* Stated exercise: Please write out the data word for word, from its first line through the line that contains "801 406 L 800", including both of those lines.

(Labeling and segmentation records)
========================
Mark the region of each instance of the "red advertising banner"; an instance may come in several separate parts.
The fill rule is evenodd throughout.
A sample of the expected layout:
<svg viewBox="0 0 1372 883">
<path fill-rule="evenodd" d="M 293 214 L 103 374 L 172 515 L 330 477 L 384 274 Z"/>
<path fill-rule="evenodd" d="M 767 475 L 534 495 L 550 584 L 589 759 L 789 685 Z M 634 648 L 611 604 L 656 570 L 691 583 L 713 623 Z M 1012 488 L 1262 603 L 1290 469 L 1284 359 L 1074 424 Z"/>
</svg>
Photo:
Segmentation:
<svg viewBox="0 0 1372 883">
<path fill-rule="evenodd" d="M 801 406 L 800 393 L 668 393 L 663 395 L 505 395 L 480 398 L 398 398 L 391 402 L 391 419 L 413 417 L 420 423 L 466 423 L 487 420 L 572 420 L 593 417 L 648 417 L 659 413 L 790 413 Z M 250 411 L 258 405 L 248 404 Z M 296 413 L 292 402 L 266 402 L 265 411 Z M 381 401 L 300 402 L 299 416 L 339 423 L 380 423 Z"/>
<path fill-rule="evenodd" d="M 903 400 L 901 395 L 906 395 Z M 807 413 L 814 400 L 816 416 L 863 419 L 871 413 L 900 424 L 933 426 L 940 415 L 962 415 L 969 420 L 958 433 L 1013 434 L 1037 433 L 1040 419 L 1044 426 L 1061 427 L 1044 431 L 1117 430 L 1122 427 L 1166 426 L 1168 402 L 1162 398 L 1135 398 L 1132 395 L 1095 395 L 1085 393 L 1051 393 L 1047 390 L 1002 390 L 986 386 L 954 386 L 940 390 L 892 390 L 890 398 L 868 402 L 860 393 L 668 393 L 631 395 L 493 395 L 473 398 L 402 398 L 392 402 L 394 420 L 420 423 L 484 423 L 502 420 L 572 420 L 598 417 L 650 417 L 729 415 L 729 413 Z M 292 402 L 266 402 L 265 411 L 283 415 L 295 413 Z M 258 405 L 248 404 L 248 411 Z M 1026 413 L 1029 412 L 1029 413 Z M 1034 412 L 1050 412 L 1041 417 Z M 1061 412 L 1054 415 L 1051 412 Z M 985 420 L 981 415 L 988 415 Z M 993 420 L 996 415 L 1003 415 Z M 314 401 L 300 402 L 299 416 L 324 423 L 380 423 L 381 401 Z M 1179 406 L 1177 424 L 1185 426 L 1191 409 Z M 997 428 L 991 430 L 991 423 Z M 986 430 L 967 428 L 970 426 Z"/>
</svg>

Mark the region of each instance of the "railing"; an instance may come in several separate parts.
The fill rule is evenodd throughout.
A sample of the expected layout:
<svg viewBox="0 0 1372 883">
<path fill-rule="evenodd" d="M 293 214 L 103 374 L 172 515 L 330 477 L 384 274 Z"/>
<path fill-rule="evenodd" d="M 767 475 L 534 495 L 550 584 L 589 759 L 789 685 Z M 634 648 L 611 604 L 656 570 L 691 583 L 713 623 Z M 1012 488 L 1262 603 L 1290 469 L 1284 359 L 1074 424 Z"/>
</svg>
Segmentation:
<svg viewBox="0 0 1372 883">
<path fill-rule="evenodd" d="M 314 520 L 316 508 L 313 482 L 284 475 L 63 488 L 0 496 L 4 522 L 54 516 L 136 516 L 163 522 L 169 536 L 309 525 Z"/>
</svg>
========================
* Result below:
Mark the region of each instance of the "red advertising banner"; an instance may come in several separate parts.
The fill rule is evenodd throughout.
A sample of the expected layout:
<svg viewBox="0 0 1372 883">
<path fill-rule="evenodd" d="M 293 214 L 103 374 L 172 515 L 330 477 L 384 274 Z"/>
<path fill-rule="evenodd" d="M 767 475 L 534 495 L 550 584 L 589 759 L 789 685 Z M 634 648 L 611 604 L 656 570 L 691 583 L 713 623 Z M 1012 488 L 1262 603 L 1290 469 L 1284 359 L 1074 424 Z"/>
</svg>
Photo:
Segmentation:
<svg viewBox="0 0 1372 883">
<path fill-rule="evenodd" d="M 801 406 L 800 393 L 668 393 L 663 395 L 505 395 L 480 398 L 398 398 L 391 402 L 391 419 L 413 417 L 420 423 L 466 423 L 487 420 L 572 420 L 593 417 L 648 417 L 659 413 L 790 413 Z M 250 411 L 258 405 L 248 404 Z M 296 413 L 292 402 L 266 402 L 265 411 Z M 381 401 L 300 402 L 299 416 L 339 423 L 380 423 Z"/>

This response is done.